WHAT TO WORK ON ▸ Copy out the rows below, switching every "even-odd" to "nonzero winding" and changing nothing else. Leave the pictures out of your copy.

GIVEN RECORDS ▸
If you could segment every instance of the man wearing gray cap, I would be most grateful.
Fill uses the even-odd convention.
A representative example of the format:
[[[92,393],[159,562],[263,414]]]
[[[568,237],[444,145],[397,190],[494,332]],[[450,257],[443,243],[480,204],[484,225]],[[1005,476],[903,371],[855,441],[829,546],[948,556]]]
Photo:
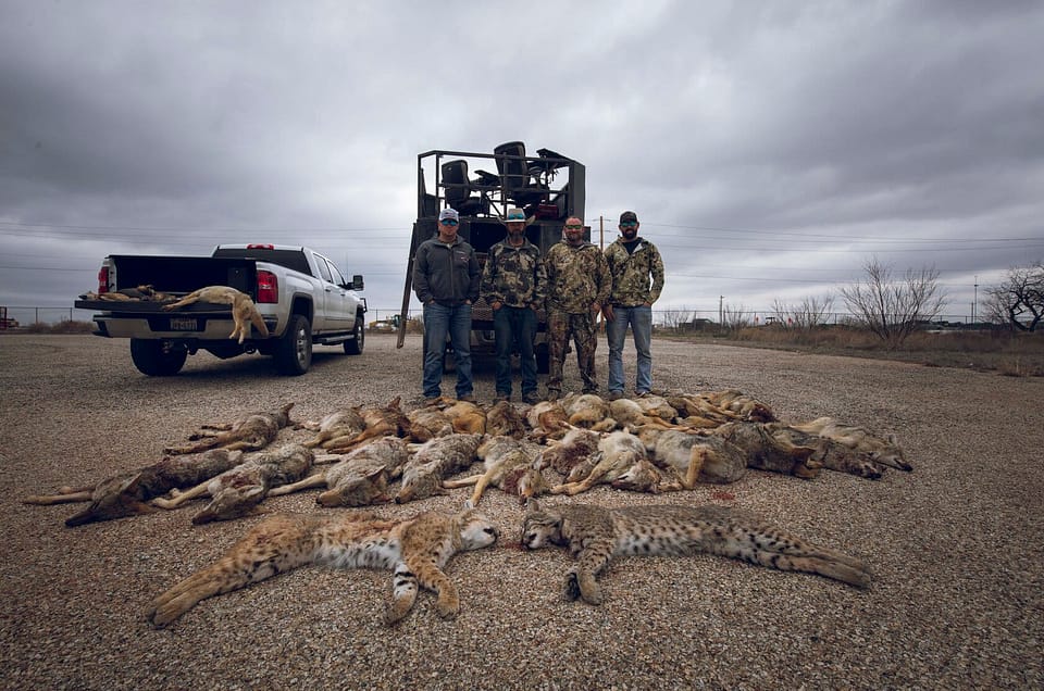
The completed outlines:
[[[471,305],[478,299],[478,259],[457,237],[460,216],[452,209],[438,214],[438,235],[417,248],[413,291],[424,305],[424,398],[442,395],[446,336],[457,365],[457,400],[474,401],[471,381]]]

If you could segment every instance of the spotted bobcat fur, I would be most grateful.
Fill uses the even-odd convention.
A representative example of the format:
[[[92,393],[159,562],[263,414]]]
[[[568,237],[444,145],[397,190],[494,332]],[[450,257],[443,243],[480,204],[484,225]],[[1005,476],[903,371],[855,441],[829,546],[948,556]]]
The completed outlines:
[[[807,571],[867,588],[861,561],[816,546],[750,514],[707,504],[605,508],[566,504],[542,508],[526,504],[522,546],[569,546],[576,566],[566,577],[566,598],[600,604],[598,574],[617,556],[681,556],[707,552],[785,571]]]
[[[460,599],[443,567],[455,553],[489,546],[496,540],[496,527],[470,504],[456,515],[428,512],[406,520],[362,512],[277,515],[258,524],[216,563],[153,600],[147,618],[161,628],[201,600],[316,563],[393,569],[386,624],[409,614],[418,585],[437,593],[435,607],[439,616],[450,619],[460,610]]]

WRITTEN RESPONSE ▸
If you could segment every instance of the man wearing gray cap, I would be most grateful.
Fill uses the nonzero winding convention.
A representative example of the format:
[[[92,393],[159,562],[263,414]]]
[[[568,237],[444,145],[397,190],[494,332]],[[450,257],[443,243],[480,204],[484,225]],[[1005,476],[903,371],[855,441],[829,546],[948,556]]]
Photo:
The completed outlines:
[[[471,305],[478,299],[478,259],[457,237],[460,216],[452,209],[438,214],[438,235],[417,248],[413,291],[424,305],[424,398],[442,395],[446,336],[457,365],[457,400],[474,401],[471,381]]]

If you could segment every instance of the spotted bobcat fur, I would be most grateful.
Fill uses the nonzero winding convention.
A representative example of the format:
[[[92,393],[159,562],[263,414]]]
[[[568,237],[444,145],[397,190],[494,332]],[[450,257],[443,243],[480,204],[484,225]],[[1005,476],[903,371],[855,441],[829,546],[948,556]]]
The completed outlines:
[[[807,571],[867,588],[861,561],[816,546],[750,514],[707,504],[605,508],[566,504],[542,508],[526,504],[522,546],[569,546],[576,566],[566,577],[566,598],[600,604],[598,574],[617,556],[681,556],[707,552],[785,571]]]
[[[460,599],[443,567],[455,553],[489,546],[496,540],[496,527],[470,504],[456,515],[428,512],[406,520],[362,512],[277,515],[258,524],[216,563],[153,600],[147,618],[161,628],[201,600],[316,563],[393,569],[386,624],[409,614],[418,585],[437,593],[435,607],[439,616],[450,619],[460,610]]]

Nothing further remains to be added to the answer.